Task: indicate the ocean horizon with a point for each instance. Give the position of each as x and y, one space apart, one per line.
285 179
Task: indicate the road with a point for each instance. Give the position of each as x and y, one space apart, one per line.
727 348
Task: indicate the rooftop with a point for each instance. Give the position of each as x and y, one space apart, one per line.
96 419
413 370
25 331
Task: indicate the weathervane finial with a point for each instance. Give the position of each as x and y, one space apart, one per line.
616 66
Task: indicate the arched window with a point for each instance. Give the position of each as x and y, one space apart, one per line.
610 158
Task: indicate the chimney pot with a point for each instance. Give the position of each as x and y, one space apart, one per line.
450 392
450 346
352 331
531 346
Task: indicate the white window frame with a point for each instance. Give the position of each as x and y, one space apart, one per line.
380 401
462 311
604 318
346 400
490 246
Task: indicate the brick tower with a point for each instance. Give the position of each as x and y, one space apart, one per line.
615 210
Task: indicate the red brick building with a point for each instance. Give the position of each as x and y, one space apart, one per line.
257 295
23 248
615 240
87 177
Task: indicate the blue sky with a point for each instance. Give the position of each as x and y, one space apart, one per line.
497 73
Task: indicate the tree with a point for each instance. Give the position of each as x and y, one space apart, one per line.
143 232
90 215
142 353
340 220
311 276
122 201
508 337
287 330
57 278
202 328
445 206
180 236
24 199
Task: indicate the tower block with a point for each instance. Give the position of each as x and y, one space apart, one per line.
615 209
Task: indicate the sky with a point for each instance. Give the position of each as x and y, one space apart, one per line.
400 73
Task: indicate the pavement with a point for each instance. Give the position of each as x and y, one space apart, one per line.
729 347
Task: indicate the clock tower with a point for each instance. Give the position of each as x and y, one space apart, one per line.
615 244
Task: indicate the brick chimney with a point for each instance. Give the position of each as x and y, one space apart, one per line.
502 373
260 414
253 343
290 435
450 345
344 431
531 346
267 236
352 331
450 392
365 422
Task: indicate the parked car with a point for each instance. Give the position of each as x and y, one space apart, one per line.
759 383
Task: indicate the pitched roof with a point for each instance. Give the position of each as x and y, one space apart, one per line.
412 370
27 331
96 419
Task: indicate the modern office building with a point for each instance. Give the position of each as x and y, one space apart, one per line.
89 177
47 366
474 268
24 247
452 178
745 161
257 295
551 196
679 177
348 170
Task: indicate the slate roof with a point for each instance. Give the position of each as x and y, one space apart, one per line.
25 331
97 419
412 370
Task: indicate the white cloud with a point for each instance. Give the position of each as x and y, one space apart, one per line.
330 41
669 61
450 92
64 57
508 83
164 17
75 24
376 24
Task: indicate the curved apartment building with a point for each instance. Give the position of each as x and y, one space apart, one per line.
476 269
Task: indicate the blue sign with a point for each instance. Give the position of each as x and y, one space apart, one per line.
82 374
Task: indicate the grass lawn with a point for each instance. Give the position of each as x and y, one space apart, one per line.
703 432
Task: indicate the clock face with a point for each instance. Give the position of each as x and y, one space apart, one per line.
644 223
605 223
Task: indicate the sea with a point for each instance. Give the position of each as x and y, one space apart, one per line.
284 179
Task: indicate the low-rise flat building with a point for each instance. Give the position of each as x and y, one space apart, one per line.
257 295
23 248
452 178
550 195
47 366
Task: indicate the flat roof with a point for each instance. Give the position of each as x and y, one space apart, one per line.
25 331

* * * * *

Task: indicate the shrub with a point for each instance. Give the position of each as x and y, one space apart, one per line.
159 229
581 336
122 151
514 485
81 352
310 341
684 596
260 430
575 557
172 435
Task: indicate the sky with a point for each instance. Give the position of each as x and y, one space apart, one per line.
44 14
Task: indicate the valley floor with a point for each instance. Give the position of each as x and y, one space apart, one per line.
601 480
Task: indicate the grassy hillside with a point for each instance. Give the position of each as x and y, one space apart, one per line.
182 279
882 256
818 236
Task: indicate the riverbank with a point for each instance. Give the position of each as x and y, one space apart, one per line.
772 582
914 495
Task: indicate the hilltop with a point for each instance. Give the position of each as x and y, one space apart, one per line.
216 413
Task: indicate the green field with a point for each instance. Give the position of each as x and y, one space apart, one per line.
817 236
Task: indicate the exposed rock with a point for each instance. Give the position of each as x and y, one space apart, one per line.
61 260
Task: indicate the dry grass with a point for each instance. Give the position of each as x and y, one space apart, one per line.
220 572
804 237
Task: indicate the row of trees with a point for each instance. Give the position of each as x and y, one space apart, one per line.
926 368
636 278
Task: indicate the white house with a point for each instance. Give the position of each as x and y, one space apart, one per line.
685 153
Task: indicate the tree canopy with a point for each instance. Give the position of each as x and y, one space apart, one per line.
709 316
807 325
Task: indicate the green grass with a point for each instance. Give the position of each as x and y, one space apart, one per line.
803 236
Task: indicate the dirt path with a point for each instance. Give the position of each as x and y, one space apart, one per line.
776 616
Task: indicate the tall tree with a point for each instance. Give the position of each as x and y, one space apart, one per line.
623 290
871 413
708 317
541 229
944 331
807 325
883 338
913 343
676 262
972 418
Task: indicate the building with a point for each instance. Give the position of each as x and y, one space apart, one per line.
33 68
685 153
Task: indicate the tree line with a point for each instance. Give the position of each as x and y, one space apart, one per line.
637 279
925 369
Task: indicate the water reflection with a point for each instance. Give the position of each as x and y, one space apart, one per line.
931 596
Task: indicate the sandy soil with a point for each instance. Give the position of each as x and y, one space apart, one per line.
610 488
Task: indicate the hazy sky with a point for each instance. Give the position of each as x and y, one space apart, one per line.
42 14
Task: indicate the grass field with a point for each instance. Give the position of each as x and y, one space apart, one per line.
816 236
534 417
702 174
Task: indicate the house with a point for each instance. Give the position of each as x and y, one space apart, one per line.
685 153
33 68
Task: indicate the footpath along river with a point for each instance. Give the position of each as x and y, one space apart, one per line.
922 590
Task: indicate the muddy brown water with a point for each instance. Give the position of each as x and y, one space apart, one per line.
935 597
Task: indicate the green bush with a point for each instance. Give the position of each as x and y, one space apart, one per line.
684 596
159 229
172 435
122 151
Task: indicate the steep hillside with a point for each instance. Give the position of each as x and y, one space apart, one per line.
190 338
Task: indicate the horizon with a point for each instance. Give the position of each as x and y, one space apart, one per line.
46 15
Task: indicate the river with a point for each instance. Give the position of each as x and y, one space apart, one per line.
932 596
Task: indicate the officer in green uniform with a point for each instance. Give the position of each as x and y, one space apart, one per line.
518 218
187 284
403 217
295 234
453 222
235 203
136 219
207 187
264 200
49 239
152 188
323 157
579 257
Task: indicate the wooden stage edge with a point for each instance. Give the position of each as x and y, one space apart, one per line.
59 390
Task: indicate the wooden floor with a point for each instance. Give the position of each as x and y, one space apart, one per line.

* * * * *

**Task statement:**
Where the listing above has a line with "Task: indicate the officer", start there, and output every line exactly through the line with "Task: indicate the wooden floor", which is also included.

**Answer box:**
Task: indicate the officer in green uniform with a point for each instance. Give the position of each as x and y, one space apart, one per line.
518 218
187 284
403 217
295 234
453 222
235 203
136 219
207 187
264 200
49 239
152 188
323 157
579 257
Task: indicate the wooden stage edge with a point for each instance. Give the position of each as x and y, one space apart, one per line.
59 390
Task: indicate the wooden floor with a point for each instance. Give the position of each as x and y, one space apart, one per line.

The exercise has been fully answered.